Extract to read:
Kenneth Gaburo



1. LINGUA II: MALEDETTO (Composition for 7 Virtuoso Speakers),
Side A (23:20)



2. LINGUA II: MALEDETTO (Composition for 7 Virtuoso Speakers),
Side B (21:05)




LINGUA II: MALEDETTO (Composition for 7 Virtuoso Speakers) 1967-8

Performed by NMCE III members: Alan Johnson, Elinor Barron, Bruce Leibig, Sherry Dorn, Bonnie Mara Barnett, Robert MacDougall, Bruce Rittenbach; directed by Kenneth Gaburo

Released on CRI Records (1974)


BUT,
Language is context-bound and context is language-bound. Thus, any attempt to describe that which Maledetto already puts forth would require either a complete re-statement of the work (obviously ridiculous), or some meaningful extractions (obviously simplistic and censorial). But, to put forth the assertion that Maledetto is a bounded, self-contained entity requires the further assertion that any other language which attends to it, i.e., any and all statements which give/gave rise to it, and any and all statements which follow/followed from it, resides in the domain of a para-language. A para-language is herein defined as some sort of corona which surrounds, accompanies, and presumably attends to a given composition. but is not the composition. nor can it be. Para-languages appear. Sometimes they seem to constructively fulfill (I think) the need to go beyond that which any particular phenomenon (say a composition) generates, and sometimes they seem to replace (I think) the very language they are "para's" of.

Data entries:
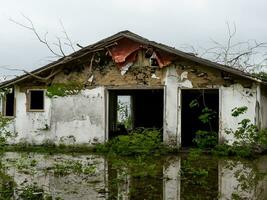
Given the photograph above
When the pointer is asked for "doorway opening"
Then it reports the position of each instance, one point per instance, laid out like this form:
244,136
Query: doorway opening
196,103
131,109
9,104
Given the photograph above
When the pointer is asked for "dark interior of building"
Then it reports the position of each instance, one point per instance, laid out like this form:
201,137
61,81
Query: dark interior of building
193,103
9,104
146,109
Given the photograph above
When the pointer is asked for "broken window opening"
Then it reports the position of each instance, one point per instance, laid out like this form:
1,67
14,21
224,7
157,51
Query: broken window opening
200,112
153,61
9,103
36,100
124,112
131,109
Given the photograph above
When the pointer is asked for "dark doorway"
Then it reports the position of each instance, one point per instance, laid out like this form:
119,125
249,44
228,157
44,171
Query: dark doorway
130,109
193,103
9,104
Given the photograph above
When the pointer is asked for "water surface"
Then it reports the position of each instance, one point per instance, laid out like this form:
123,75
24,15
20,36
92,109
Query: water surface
94,177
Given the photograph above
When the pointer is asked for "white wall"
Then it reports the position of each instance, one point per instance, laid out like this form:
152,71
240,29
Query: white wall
31,126
79,116
263,108
82,116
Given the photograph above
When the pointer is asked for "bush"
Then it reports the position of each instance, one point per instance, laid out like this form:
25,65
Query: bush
137,142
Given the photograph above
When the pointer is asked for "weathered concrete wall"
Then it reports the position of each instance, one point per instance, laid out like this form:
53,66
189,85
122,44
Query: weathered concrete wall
236,96
263,107
79,117
70,119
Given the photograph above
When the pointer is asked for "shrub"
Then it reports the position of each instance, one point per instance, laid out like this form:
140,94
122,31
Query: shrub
139,141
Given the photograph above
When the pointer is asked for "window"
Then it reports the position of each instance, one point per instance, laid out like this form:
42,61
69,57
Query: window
36,100
9,103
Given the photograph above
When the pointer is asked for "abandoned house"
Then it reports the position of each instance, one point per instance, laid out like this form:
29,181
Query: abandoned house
124,82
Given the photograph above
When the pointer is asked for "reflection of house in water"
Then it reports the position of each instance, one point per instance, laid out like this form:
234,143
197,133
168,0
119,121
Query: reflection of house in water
77,95
166,179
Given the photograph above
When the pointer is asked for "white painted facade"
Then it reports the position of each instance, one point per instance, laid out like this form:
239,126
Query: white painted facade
71,119
83,118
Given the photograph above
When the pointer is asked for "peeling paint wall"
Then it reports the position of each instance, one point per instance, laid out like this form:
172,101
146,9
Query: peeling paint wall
231,97
70,119
263,107
79,117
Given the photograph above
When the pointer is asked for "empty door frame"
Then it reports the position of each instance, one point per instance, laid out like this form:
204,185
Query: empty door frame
179,112
107,98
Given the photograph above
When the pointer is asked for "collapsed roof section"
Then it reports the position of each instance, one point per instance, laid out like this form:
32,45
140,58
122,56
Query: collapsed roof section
123,48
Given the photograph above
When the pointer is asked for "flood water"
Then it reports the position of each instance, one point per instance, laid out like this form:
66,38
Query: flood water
71,177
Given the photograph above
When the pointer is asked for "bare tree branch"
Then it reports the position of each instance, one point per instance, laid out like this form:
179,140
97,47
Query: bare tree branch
44,40
70,43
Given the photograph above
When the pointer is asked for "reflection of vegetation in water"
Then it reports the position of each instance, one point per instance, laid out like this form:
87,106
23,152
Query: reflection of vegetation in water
136,177
138,142
7,186
199,176
139,177
248,177
67,167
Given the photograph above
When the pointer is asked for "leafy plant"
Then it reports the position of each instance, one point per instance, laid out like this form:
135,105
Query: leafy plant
137,142
61,90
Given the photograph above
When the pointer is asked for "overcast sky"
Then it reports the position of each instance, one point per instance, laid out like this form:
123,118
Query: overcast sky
173,22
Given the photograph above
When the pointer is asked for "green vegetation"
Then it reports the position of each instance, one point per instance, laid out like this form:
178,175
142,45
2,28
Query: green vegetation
249,139
61,89
137,142
73,167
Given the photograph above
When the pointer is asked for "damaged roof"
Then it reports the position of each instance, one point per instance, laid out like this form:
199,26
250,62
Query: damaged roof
111,41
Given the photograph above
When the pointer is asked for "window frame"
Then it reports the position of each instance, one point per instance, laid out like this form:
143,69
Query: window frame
4,101
29,100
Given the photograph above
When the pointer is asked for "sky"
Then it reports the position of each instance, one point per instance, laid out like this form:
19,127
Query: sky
173,22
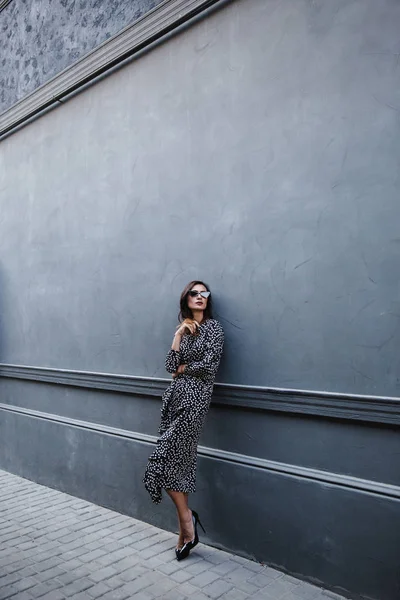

Short problem A:
From the Maledetto text above, extract the passage between "2. LINGUA II: MALEDETTO" and "CRI Records (1974)", inclusive.
Short problem B:
Answer these from the Maledetto text above:
(i) On which label was the work released, and in what year?
(ii) How long is Side B?
(iii) Who directed the performance?
Short problem C:
Name every NMCE III member listed as a performer in the Maledetto text above.

Written response A:
2. LINGUA II: MALEDETTO (Composition for 7 Virtuoso Speakers),
Side B (21:05)




LINGUA II: MALEDETTO (Composition for 7 Virtuoso Speakers) 1967-8

Performed by NMCE III members: Alan Johnson, Elinor Barron, Bruce Leibig, Sherry Dorn, Bonnie Mara Barnett, Robert MacDougall, Bruce Rittenbach; directed by Kenneth Gaburo

Released on CRI Records (1974)

Written response B:
(i) CRI Records, 1974
(ii) 21:05
(iii) Kenneth Gaburo

Written response C:
Alan Johnson, Elinor Barron, Bruce Leibig, Sherry Dorn, Bonnie Mara Barnett, Robert MacDougall, Bruce Rittenbach